◆ **Challenge 1**
Reproduce the forum thread from "brettcannon avatar Dec" through "semantics for this?", swapping "method" for "function".
◆ **Challenge 2**
In the forum thread, which PEP is expected to make the issue less of a problem as it gets adopted?

◆ **Supplied passage**
:::::
I think we should preserve them when we load them and represent them as-is; but compare them with normalisation. Basically, what @layday said. :)

pradyunsg avatar Dec 17 '22 22:12 pradyunsg

I'm pretty sure a PR would be welcome (and, unless @brettcannon feels differently, likely merged subject to regular code reviews). :)

pradyunsg avatar Dec 17 '22 22:12 pradyunsg

I'm pretty sure a PR would be welcome (and, unless @brettcannon feels differently, likely merged subject to regular code reviews). :)

I was thinking about this today and I think there's a risk with the change, but one I think we an live with (i.e. I would be fine with a PR that changes the string representation to preserve the original string). Essentially it sucks when comparisons are non-obvious; the string you see will not be the string that comparisons are being made against. So we just need to be prepared to deal with that usability concern.

Hopefully as PEP 685 gets adopted this will become less of an issue.

brettcannon avatar Dec 20 '22 00:12 brettcannon

We could also add a method that gives you a normalised form of the requirement. Unlike versions, this isn’t defined directly by the PEPs but we have clearly defined semantics for this?
:::::
◆ **Stored entries**

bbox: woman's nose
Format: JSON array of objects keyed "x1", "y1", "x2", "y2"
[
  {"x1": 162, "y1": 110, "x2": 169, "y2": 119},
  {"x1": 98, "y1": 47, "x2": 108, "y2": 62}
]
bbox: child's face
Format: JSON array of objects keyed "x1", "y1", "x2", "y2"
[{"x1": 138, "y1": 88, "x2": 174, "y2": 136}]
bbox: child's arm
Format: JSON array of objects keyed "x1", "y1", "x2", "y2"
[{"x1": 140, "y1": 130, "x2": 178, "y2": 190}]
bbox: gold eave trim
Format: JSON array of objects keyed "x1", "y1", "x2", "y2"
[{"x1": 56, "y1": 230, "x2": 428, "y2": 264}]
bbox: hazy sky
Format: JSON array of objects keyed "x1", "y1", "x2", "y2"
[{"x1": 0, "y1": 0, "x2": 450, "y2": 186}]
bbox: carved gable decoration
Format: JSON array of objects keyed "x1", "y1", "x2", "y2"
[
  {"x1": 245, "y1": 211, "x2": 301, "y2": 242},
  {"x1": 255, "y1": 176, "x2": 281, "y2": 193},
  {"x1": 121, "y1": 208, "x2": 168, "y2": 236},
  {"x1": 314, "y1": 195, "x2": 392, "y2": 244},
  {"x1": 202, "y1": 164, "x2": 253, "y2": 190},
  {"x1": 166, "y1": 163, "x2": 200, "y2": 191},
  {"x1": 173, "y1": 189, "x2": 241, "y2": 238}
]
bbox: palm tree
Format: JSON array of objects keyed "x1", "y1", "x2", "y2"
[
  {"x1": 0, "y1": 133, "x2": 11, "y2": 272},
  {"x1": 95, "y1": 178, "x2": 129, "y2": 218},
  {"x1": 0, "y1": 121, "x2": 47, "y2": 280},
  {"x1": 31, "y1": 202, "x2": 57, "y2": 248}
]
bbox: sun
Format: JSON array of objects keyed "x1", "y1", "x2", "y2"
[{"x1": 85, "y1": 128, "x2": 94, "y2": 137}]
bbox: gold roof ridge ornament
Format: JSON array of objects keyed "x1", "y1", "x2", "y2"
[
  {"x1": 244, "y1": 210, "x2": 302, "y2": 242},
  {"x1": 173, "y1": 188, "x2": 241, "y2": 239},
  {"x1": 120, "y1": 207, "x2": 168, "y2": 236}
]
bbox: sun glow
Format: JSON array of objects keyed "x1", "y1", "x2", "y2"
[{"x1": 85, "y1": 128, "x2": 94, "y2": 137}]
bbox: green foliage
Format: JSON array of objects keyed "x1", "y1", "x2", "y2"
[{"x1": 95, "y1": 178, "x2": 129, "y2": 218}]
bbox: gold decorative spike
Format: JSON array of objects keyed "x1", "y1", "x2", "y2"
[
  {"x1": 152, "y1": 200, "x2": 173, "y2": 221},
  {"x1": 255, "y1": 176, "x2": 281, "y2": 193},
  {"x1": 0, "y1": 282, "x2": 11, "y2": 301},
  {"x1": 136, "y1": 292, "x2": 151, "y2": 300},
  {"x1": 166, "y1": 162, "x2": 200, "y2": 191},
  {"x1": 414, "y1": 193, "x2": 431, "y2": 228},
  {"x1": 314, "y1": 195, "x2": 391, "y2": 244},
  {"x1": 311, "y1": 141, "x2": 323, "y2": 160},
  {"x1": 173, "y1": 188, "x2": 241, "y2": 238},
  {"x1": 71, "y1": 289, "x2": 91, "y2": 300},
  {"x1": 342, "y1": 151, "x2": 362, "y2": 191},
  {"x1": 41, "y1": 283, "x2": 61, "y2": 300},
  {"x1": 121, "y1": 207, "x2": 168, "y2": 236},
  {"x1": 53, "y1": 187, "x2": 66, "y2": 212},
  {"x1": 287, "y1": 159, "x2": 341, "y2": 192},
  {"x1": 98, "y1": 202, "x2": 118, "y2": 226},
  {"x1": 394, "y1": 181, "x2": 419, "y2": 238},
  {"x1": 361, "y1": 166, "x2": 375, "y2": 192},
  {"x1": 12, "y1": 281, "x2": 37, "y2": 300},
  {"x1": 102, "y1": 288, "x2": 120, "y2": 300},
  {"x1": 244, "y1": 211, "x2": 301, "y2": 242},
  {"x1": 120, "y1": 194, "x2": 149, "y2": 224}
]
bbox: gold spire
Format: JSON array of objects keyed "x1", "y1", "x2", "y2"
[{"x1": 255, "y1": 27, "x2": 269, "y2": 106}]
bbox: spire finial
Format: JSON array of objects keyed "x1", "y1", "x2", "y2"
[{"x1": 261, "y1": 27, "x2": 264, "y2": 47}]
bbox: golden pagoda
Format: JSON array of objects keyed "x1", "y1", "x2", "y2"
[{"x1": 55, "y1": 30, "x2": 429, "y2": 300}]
:::::
◆ **Task answer 1**
brettcannon avatar Dec 20 '22 00:12 brettcannon

We could also add a function that gives you a normalised form of the requirement. Unlike versions, this isn’t defined directly by the PEPs but we have clearly defined semantics for this?

◆ **Task answer 2**
PEP 685